Coordinate annotation entries:
────────────────────────────────────────

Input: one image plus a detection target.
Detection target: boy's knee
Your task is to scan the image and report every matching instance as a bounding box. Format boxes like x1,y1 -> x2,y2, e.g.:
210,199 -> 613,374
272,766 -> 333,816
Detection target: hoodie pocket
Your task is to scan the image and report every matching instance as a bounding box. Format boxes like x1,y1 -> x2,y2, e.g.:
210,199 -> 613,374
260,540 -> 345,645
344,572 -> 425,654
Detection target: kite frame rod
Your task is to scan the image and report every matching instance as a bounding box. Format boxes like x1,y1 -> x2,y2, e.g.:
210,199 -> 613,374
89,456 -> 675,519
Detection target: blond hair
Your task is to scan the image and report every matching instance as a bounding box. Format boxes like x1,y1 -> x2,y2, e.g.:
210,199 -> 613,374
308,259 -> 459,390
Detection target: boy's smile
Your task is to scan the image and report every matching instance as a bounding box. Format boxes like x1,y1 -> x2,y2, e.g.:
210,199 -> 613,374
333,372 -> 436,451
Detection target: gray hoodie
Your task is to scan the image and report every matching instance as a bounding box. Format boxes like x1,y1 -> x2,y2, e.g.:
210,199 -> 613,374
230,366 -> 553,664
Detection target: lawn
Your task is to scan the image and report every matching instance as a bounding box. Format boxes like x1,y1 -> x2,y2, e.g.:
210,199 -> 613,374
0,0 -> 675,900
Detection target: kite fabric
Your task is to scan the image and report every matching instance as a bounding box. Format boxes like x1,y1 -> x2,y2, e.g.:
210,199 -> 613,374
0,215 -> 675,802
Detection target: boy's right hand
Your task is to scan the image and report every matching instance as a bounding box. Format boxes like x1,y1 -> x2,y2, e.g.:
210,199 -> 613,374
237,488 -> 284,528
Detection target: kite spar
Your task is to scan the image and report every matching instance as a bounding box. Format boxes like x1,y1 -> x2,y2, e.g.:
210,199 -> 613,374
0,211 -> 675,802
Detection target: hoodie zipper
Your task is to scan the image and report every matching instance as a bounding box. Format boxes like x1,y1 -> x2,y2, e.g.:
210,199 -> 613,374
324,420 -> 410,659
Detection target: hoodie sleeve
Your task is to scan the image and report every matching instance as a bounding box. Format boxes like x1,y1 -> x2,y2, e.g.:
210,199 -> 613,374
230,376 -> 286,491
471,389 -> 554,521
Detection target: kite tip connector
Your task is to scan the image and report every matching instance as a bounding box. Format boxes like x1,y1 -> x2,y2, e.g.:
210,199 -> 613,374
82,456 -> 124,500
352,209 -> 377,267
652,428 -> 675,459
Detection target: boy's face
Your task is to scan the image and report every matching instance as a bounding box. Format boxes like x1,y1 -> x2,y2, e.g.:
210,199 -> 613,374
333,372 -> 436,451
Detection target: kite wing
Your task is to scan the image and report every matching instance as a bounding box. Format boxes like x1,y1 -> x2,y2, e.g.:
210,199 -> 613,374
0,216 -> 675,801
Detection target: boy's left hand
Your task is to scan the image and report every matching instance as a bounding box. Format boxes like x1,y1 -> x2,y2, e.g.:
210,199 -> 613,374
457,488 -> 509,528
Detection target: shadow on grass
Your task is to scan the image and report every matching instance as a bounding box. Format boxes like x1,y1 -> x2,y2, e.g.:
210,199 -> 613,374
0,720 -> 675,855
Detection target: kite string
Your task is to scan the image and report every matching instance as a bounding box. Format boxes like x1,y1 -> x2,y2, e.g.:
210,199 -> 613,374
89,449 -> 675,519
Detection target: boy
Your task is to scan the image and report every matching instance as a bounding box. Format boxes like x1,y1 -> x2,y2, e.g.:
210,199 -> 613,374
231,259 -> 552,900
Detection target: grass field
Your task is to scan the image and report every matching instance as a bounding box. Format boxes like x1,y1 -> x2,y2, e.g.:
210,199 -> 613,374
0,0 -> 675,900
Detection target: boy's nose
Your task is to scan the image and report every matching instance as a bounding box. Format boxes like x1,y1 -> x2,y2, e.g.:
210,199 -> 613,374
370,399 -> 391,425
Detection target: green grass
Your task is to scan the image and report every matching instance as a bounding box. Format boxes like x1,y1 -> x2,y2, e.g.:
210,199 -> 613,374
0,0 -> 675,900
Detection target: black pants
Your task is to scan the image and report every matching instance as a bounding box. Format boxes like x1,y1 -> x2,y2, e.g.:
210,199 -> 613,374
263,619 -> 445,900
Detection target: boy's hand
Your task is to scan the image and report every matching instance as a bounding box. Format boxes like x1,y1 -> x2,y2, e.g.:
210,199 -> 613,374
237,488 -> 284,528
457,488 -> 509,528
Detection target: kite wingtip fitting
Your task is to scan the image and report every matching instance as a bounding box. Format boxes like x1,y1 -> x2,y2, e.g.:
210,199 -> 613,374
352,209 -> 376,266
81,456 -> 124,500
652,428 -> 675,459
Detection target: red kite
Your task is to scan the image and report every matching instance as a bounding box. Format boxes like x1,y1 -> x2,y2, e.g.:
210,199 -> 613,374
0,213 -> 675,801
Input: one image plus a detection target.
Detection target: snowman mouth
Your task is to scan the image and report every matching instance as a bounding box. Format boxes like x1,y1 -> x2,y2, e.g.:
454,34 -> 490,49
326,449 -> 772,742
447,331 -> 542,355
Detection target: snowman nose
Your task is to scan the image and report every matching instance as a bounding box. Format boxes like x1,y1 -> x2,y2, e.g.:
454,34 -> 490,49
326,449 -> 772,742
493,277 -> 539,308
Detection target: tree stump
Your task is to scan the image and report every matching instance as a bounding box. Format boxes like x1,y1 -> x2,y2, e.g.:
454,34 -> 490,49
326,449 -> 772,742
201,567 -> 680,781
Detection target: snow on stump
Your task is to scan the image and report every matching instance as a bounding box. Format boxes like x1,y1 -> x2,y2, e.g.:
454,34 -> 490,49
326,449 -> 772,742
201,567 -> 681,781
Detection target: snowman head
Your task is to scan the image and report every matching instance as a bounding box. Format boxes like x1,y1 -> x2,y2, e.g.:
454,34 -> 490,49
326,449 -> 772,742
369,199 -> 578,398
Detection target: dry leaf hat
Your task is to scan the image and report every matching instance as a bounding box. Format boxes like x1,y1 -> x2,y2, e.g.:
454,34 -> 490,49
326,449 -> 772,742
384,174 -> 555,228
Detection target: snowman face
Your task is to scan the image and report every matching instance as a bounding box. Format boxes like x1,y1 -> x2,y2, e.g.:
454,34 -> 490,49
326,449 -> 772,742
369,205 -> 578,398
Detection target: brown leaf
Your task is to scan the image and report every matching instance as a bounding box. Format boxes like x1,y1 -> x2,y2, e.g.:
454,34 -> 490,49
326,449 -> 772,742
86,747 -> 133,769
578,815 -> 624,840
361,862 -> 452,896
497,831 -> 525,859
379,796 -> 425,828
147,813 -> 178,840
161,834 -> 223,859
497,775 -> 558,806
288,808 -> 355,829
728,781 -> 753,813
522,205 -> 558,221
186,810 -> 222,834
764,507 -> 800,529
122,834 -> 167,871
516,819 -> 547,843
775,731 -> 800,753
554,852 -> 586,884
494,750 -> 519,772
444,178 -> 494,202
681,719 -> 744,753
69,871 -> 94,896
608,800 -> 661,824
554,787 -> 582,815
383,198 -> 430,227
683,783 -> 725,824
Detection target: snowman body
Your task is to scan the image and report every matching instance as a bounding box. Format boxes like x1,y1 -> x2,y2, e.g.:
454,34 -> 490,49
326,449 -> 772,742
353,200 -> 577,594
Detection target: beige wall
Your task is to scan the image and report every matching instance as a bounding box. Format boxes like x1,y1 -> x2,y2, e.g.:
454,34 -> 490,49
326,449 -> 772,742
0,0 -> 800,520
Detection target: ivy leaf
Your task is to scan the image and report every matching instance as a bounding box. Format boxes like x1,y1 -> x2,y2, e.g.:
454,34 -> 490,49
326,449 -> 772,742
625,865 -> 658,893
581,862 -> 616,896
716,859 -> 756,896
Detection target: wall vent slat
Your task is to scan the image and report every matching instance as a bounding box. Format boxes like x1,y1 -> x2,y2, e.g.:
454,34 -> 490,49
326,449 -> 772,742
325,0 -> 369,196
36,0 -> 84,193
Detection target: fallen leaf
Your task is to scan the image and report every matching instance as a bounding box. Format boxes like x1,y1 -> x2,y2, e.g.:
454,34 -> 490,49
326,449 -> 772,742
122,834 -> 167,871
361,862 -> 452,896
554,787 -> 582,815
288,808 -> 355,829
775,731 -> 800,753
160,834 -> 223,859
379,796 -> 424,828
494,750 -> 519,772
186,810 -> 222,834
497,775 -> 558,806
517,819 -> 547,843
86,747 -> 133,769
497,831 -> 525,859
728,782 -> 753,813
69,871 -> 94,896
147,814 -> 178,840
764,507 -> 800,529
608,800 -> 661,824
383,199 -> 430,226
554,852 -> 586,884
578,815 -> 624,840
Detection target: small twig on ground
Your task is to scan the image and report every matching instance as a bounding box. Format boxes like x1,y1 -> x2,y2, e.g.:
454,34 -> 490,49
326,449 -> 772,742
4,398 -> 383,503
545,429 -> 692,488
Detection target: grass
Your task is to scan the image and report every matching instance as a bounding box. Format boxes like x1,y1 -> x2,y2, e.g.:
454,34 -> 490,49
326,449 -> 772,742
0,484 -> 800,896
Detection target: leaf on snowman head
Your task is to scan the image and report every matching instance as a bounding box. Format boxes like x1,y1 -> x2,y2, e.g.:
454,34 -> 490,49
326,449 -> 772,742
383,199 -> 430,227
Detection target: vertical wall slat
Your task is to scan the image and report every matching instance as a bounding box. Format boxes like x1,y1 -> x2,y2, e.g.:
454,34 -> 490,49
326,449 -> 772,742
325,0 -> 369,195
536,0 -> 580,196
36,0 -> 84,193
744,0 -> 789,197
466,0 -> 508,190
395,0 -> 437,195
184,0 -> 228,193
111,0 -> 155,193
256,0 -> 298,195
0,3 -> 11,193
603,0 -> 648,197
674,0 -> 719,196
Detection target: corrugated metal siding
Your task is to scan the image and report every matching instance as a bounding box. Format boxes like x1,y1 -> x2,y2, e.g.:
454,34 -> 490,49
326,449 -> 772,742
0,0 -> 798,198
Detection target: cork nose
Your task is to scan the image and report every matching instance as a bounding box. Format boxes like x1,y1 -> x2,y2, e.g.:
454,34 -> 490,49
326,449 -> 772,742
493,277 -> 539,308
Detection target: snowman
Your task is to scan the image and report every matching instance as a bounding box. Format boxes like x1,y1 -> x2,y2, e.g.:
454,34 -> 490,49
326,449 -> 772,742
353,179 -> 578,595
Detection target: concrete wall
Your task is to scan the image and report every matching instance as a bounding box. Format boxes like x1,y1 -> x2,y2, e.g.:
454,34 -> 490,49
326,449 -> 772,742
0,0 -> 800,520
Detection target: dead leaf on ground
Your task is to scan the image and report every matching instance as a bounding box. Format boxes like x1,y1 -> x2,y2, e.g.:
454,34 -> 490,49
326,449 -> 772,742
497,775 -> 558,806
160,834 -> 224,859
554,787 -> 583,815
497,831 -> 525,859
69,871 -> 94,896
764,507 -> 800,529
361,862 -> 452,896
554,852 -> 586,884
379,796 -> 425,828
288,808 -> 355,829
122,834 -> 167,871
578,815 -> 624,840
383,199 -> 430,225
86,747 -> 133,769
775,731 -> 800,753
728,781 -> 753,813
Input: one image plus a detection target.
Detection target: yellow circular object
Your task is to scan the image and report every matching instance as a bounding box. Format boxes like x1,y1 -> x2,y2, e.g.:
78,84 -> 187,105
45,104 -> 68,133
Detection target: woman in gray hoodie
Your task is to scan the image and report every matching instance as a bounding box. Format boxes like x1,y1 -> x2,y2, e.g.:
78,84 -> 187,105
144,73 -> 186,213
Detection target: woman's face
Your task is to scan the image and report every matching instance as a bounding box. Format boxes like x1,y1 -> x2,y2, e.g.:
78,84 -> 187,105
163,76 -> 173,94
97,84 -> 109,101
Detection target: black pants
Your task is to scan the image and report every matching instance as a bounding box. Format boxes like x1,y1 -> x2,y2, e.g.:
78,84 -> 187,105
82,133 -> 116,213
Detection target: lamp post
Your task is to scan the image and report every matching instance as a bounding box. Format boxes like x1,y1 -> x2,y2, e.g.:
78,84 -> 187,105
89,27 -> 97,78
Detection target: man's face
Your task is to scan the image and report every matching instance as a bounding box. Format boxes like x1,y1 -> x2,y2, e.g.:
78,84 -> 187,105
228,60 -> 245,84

────────────────────────────────────────

- [Exercise] Copy the data word for word, starting at the line that contains "Detection target: lawn" and ending at the line that contains "0,211 -> 675,802", with both of those lines included.

- [Task solution]
Detection target: lawn
Your task is to scan the image and report every matching instance as a bounding box. Format boxes like x1,y1 -> x2,y2, e.g.:
210,199 -> 613,374
0,0 -> 675,900
Detection target: kite fabric
Your task is to scan the image and report every matching instance as a bounding box. Format boxes like x1,y1 -> x2,y2, e.g.:
210,199 -> 613,374
0,215 -> 675,802
Detection target: boy's right hand
Your task is to scan the image and report every matching instance as a bounding box. Format boxes like x1,y1 -> x2,y2, e.g.:
210,199 -> 613,374
237,488 -> 284,528
Detection target: kite spar
Your task is to scan the image and report every matching instance as a bounding box. Format boxes like x1,y1 -> x2,y2, e.g.:
210,199 -> 613,374
0,211 -> 675,802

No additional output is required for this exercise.